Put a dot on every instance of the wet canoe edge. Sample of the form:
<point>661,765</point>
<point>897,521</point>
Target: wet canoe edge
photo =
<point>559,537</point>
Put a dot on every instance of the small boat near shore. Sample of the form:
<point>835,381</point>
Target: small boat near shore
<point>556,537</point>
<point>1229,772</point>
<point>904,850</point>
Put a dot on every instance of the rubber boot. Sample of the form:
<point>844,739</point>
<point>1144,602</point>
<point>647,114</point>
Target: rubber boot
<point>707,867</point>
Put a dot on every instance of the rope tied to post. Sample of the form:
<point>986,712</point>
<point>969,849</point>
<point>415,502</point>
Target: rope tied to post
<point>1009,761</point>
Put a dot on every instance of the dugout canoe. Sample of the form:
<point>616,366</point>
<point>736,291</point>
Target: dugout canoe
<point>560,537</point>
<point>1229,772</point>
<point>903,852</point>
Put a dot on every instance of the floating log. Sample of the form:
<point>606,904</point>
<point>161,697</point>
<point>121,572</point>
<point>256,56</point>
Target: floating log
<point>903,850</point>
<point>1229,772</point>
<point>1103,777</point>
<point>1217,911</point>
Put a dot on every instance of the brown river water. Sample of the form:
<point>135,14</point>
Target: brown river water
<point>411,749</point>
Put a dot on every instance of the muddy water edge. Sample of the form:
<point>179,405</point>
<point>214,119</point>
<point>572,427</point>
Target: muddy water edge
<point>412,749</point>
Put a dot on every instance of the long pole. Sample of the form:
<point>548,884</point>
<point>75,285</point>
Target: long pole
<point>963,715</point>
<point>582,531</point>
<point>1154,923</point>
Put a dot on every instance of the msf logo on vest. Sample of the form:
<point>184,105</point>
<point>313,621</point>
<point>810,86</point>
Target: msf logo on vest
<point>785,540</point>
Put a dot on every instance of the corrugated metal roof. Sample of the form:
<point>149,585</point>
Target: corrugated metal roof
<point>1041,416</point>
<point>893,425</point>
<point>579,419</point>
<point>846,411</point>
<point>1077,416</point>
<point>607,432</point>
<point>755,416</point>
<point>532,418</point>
********************
THE REQUEST: Please reproduce all of the material above word for word, keeping every line in its original order.

ANSWER TO THE EXERCISE:
Put a dot on every instance of the wet canoe edge. Sample of the form:
<point>661,765</point>
<point>897,521</point>
Target: wet canoe edge
photo =
<point>559,537</point>
Put a dot on every instance of the small boat near shore. Sample of the form:
<point>835,381</point>
Target: small boat near shore
<point>556,537</point>
<point>1229,772</point>
<point>904,850</point>
Put a dot on every instance of the rubber boot. Sample of the form:
<point>844,739</point>
<point>1144,602</point>
<point>647,114</point>
Target: rubber boot
<point>707,867</point>
Put a dot on every instance of the rope tied to post. Sample of the form:
<point>986,712</point>
<point>969,849</point>
<point>415,502</point>
Target: rope tied to post
<point>1009,761</point>
Put a dot on every instance of the dugout canoe. Sample of the form:
<point>616,366</point>
<point>736,291</point>
Target: dugout canoe
<point>560,537</point>
<point>1229,772</point>
<point>903,852</point>
Put a dot on every instance of the floating log. Sample of the form:
<point>606,904</point>
<point>161,697</point>
<point>121,572</point>
<point>256,56</point>
Target: floating log
<point>903,850</point>
<point>1229,772</point>
<point>1103,777</point>
<point>1217,911</point>
Put a dot on every instance of the brown river water. Sample of the form:
<point>135,14</point>
Target: brown river water
<point>411,749</point>
Put a dot on every instance of the muddy water edge. Sample of the form:
<point>179,405</point>
<point>214,119</point>
<point>572,427</point>
Target: muddy water edge
<point>412,749</point>
Put a dot on every instance of the long pole. Sample of the form:
<point>548,884</point>
<point>75,285</point>
Target: long pole
<point>963,715</point>
<point>582,531</point>
<point>1154,923</point>
Put a dot on every instance of the msf logo on vest. Sample of the form:
<point>184,105</point>
<point>313,621</point>
<point>810,86</point>
Target: msf logo on vest
<point>785,540</point>
Put a dot on every instance of the corrugated metal roof. Sample of the form:
<point>149,585</point>
Target: corrugated metal roof
<point>1041,416</point>
<point>893,425</point>
<point>579,419</point>
<point>846,411</point>
<point>1077,416</point>
<point>607,432</point>
<point>755,416</point>
<point>532,418</point>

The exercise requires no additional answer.